===== EXTRACTED TEXT

7 - Encode and Decode Strings

Jira Ticket: LND-32
LeetCode: https://leetcode.com/problems/encode-and-decode-strings NeetCode: https://neetcode.io/problems/string-encode-and-decode/question Pattern: String Manipulation Difficulty: Medium
Status: ✅ Completed
Priority: Medium

Labels: Array_Hashing, Medium
Created: 2025-08-21
Last Updated: 2025-11-30

📝 Problem Statement

Problem URL: https://leetcode.com/problems/encode-and-decode-strings Problem Description: Design an algorithm to encode a list of strings to a string. The encoded string is then sent over the network and is decoded back to the original list of strings. Example: Input: ["lint","code","love","you"] Output: ["lint","code","love","you"] Explanation: One possible encode method is: "lint:;code:;love:;you" Note: The string may contain any possible characters out of 256 valid ASCII characters. Your algorithm should be generalized enough to work on any possible characters. Do not use class member/global/static variables to store states. Your encode and decode algorithms should be stateless. Do not rely on any library method such as eval or serialize methods. You should implement your own encode/decode algorithm. Difficulty: Medium Category: Array & Hashing

🤔 Initial Thoughts

Understanding the Problem

Task: Design two functions - encode() to combine multiple strings into one, and decode() to reverse the process
Input (encode): List of strings (can contain ANY ASCII characters including delimiters)

==========

EXERCISE REQUIREMENTS. Decide whether each statement agrees with the encode and decode strings page, answering yes or no and quoting the deciding words of the page: (a) the problem's status is completed; (b) the encode and decode algorithms may store state in static variables; (c) the strings may contain any of 256 valid ASCII characters.

===== ITEMS

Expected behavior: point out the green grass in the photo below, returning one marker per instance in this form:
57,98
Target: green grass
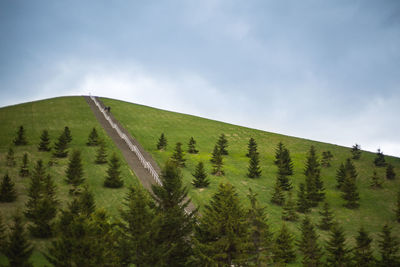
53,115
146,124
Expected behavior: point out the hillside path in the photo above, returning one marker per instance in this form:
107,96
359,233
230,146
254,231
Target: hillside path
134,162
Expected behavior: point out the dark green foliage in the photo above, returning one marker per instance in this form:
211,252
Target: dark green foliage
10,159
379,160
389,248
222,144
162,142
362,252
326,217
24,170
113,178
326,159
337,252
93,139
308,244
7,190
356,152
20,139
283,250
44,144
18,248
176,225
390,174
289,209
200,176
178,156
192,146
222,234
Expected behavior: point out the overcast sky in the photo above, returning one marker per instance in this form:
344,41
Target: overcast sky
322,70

==========
===== ITEMS

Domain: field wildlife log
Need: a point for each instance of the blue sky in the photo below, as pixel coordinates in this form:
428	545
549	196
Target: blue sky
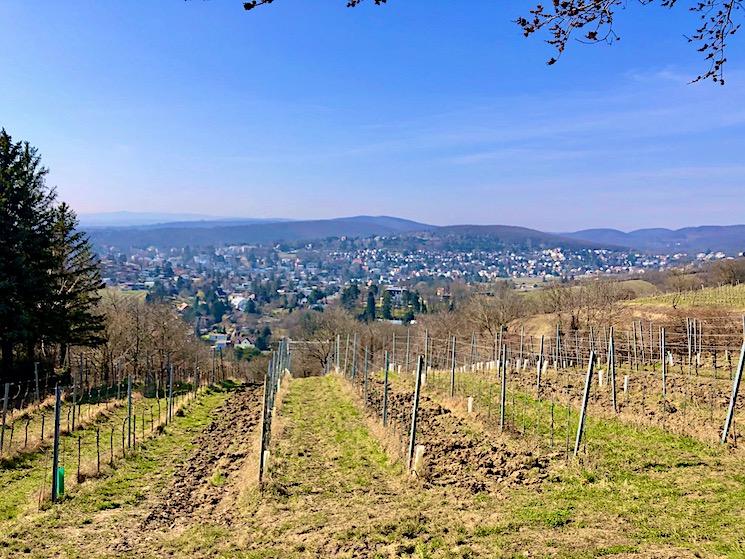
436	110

==========

WRITTEN RESPONSE.
(a) Yes: "Status: ✅ Completed"
(b) No: "Do not use class member/global/static variables to store states."
(c) Yes: "The string may contain any possible characters out of 256 valid ASCII characters."